▸ TASK OBJECTIVE:
Transcribe every line below exactly; no image goes into the output.
--------------------------------------------------
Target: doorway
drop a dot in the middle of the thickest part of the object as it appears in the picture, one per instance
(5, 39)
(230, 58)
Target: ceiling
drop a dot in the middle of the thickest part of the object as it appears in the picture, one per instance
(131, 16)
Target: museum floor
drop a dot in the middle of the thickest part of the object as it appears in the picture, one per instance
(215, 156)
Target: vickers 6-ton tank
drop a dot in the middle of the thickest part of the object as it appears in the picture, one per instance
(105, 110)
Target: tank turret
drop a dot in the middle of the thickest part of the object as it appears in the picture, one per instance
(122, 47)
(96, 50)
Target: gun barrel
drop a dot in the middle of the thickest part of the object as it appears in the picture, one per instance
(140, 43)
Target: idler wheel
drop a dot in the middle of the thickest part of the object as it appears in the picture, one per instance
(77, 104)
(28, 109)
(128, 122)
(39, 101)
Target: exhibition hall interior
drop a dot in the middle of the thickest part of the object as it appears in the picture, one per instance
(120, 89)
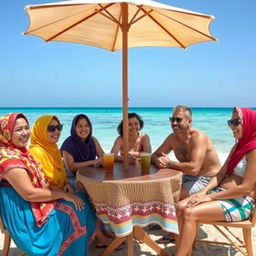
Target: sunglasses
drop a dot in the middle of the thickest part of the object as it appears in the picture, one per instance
(52, 128)
(178, 120)
(234, 122)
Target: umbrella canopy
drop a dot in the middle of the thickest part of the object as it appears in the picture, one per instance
(119, 25)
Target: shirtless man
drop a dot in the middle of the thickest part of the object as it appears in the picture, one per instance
(197, 157)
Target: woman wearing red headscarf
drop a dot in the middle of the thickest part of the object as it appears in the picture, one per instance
(40, 219)
(230, 195)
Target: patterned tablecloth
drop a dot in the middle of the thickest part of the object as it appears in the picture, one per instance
(128, 202)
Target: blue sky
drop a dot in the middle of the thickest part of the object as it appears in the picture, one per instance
(213, 74)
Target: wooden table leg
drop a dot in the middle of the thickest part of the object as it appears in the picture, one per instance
(141, 235)
(113, 245)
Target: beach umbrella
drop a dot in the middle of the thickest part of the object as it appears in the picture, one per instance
(118, 25)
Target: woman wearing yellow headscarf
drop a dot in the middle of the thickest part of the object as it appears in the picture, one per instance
(45, 134)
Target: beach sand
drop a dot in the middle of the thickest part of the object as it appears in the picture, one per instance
(143, 250)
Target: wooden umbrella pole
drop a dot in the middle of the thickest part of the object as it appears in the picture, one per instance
(124, 8)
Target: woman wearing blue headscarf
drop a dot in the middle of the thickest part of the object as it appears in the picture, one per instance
(81, 149)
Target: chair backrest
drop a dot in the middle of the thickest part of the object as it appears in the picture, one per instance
(253, 216)
(7, 239)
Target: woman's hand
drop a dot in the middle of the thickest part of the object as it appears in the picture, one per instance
(198, 198)
(99, 162)
(68, 188)
(163, 161)
(132, 158)
(76, 200)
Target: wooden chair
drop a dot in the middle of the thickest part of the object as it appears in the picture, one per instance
(245, 245)
(7, 239)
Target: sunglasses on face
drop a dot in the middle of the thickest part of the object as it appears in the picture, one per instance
(52, 128)
(178, 120)
(234, 122)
--------------------------------------------------
▸ ANSWER SECTION:
Target: doorway
drop a dot in the middle of the thickest part of the object as it appears in the picture, one per instance
(5, 39)
(230, 58)
Target: ceiling
drop a dot in the middle of the thickest part of the object as it appears in the picture, one per instance
(131, 16)
Target: museum floor
drop a dot in the middle of the thickest part of the object as it appears in the picture, one per instance
(215, 156)
Target: vickers 6-ton tank
drop a dot in the middle of the thickest part of the object as it appears in the picture, one per instance
(105, 110)
Target: tank turret
drop a dot in the middle of the thickest part of the object as it appears in the picture, one per instance
(122, 47)
(96, 50)
Target: gun barrel
drop a dot in the middle of the thickest part of the object as it appears in the picture, one per instance
(140, 43)
Target: idler wheel
drop a dot in the middle of the thickest part of the object as it appears in the picture, one per instance
(77, 104)
(28, 109)
(128, 122)
(39, 101)
Target: exhibition hall interior
drop a dot in the middle of the thickest part of the object as it appears in the picture, one per instance
(120, 89)
Target: sunglasses
drop a dot in the middle of the thickest part of the object as it appears in the picture, one per instance
(52, 128)
(178, 120)
(234, 122)
Target: umbrella canopy
drop a dot in the middle of the thickest part of the object as it appears in the picture, one per instance
(119, 25)
Target: shirtless man
drop a dot in the middle of the thickest part of the object as it appears in the picture, one per instance
(197, 157)
Target: woman wearing red headscarf
drop a dot in the middle of the thickest part of the object as it appears in the picture, one per instance
(40, 219)
(230, 195)
Target: patterned tablecloth
drop a dot in the middle of the thickest part of the object as it appears in the picture, one per instance
(128, 202)
Target: blue sky
drop a dot in the middle of the thickest part of the object as it appears in the picture, one per instance
(213, 74)
Target: wooden table leg
drop a dot in the middle of the thickest part of the object as it appears in the picture, one per instance
(141, 235)
(113, 245)
Target: beach umbrella
drop a dot in the middle of the thickest part of the object as it appears in the picture, one per instance
(118, 25)
Target: woman wearing yellow headscarf
drop a dot in the middle of the thickest part of the object as it appears in the picture, one per instance
(45, 134)
Target: beach sand
drop a dot in the middle of the thickest part of the object as it appears in the picture, one per instance
(143, 250)
Target: wooden umbrella pole
drop a dot in the middle of the thickest part of the object as it appears in the picture, one per instance
(124, 8)
Target: woman wearing blue headscarf
drop a dot in the middle of the thickest part of the object as it appears in the picture, one per instance
(81, 149)
Target: chair backrest
drop a dot in the middle of the thickest part of the object as it appears in the picture, one per instance
(253, 216)
(7, 239)
Target: woman's hand
drop a dot in the middle of the thickest part of the object as it appears in the picture, one per instance
(198, 198)
(99, 162)
(68, 188)
(163, 161)
(132, 158)
(76, 200)
Target: wooden chair
drop a dot in the middle of the thickest part of the object as it appears in the picture, one per instance
(245, 245)
(7, 239)
Target: sunglasses on face
drop a dot in the middle of the thickest part of the object as it appears in the picture, one per instance
(52, 128)
(178, 120)
(234, 122)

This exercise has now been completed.